Written request: Reproduce every one of the following records word for word, changing nothing.

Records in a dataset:
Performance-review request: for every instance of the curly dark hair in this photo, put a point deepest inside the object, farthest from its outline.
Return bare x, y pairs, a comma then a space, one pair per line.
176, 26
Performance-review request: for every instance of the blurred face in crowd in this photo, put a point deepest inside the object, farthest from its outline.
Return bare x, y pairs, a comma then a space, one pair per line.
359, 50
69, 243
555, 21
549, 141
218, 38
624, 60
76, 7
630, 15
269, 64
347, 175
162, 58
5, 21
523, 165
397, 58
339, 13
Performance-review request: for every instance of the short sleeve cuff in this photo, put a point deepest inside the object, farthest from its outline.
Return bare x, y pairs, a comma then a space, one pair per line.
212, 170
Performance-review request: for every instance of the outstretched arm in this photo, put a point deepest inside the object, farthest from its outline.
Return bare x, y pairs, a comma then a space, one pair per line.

Solved exercise:
Performance-review request: for every instance of the curly dark hair in this photo, put a point deepest inside the object, farthest from its outline.
Return bare x, y pairs, a comma then a space, one pair per line.
176, 26
Performance-review request: for every instance of the blurred face in crowd in this photo, put a point deepest inside the object, farthest from its outline.
Return bare x, y pairs, a comma then a space, one pair per line.
359, 50
69, 243
555, 21
549, 141
218, 38
624, 60
76, 7
630, 15
269, 64
347, 175
162, 58
5, 21
523, 165
397, 58
339, 13
Performance-review request: for every instance of the short sleeve cuff in this photo, put a point deepest inside the object, farthest from its outline.
Return bare x, y pairs, a comma then a space, one pair per line.
212, 170
Performance-review request: for every instance of the outstretched arm in this photo, put a point deepest inside the object, farthest from its outline.
Return bare x, y pairs, a comma then a space, one pair per line.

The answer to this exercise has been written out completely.